EXERCISE OBJECTIVE
Restate the data below word for word. Skip any images it contains.

MATERIAL FOR THIS EXERCISE

-- Begin --

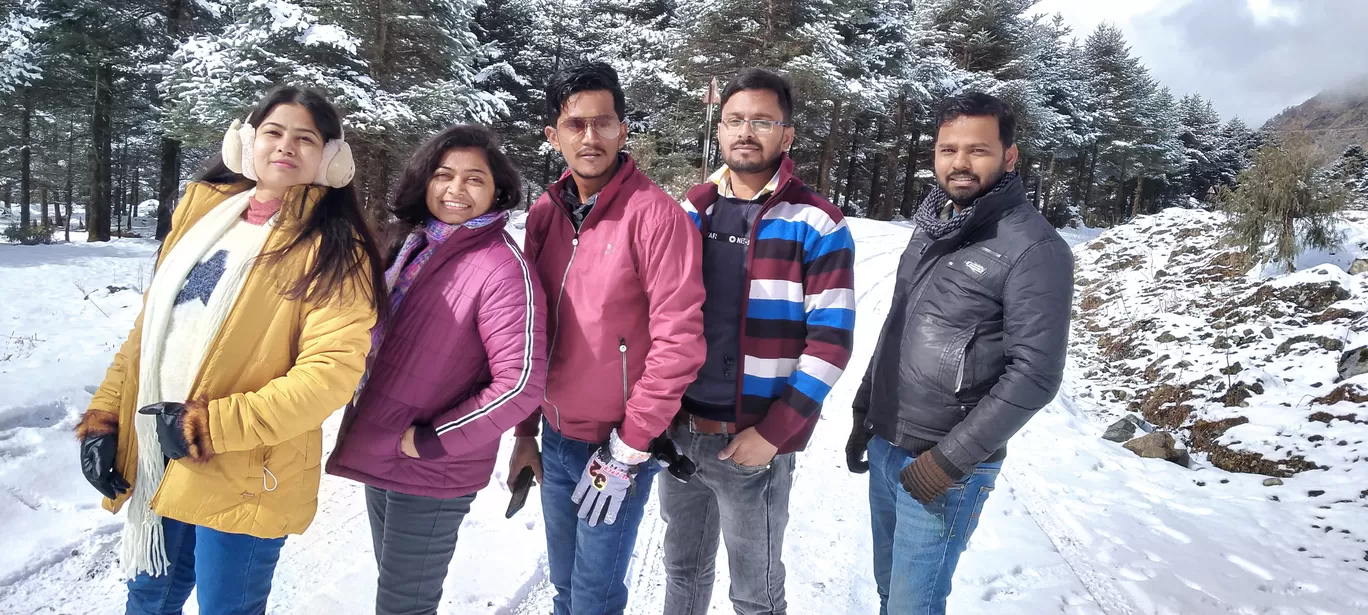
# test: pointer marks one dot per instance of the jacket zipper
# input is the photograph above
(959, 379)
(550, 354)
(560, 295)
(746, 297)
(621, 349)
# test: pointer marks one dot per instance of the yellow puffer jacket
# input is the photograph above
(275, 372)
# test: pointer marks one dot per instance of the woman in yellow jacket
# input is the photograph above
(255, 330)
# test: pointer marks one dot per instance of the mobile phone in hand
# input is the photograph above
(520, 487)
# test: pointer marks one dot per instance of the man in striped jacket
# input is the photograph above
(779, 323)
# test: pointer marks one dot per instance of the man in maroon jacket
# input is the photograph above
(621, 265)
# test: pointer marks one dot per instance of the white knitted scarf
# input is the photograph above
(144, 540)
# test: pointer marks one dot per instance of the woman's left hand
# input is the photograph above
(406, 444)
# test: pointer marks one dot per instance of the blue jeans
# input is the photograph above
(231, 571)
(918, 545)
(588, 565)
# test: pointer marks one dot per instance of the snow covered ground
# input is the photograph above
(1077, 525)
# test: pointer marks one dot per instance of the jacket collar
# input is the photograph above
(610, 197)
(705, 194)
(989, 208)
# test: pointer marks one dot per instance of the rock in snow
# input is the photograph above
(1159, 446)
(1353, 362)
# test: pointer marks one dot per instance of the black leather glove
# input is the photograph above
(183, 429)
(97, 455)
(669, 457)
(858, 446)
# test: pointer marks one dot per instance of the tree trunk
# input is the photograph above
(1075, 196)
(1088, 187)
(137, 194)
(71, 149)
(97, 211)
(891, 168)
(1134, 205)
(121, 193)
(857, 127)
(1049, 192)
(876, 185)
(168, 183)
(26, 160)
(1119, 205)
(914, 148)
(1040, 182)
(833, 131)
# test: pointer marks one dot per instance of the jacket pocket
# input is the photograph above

-- End --

CORRECT OUTPUT
# test: pointer marks one dot per instance of the jacket zipper
# input is the photograph above
(959, 379)
(550, 354)
(560, 295)
(746, 297)
(621, 349)
# test: pointer marks one dot per instance of the yellow puffer jacket
# input is the photograph above
(275, 372)
# test: pointer marks one dot per instance of the woman in yellow jacket
# input is the photograph above
(255, 330)
# test: pointer marks one dot per instance of the mobile phone in hand
# input is the photograph above
(520, 487)
# test: pointer marks one dot per instance of the man in striped jacket
# input is the photograph above
(779, 323)
# test: pointer marks one dot per instance of the man in maroon jacket
# input is the photograph above
(621, 265)
# test: pointer marks one dot per instance of the white knitted scarf
# input is the photograph above
(144, 540)
# test: pointer marks one dot per instance of the woman's left hand
# input is the photograph above
(406, 444)
# test: pointer marks one dot per instance of the blue jeans
# input is the photograph above
(231, 571)
(918, 545)
(588, 565)
# test: pointer marks one dot per instance of the snow covered ground
# input is the photograph above
(1077, 525)
# test: pointer marks one dot per instance of the jacket collar
# input is the photograph above
(610, 197)
(705, 194)
(989, 208)
# test: pointer marks one dot per instance of the rock in snow
# input is the photograph above
(1159, 446)
(1353, 362)
# test: pointer marks one dot per instance of the black leather glove
# input is the photograph above
(183, 429)
(97, 455)
(669, 457)
(858, 446)
# test: pointer marks one dot per instance of the tree trunk
# input is the photograph above
(1075, 196)
(1088, 187)
(137, 194)
(71, 149)
(97, 211)
(891, 168)
(1134, 205)
(121, 193)
(857, 127)
(1049, 192)
(876, 185)
(168, 183)
(26, 160)
(1119, 205)
(914, 148)
(1040, 182)
(833, 131)
# test: pointer marks one dot per instance of the jacket pocket
# input is the photograph above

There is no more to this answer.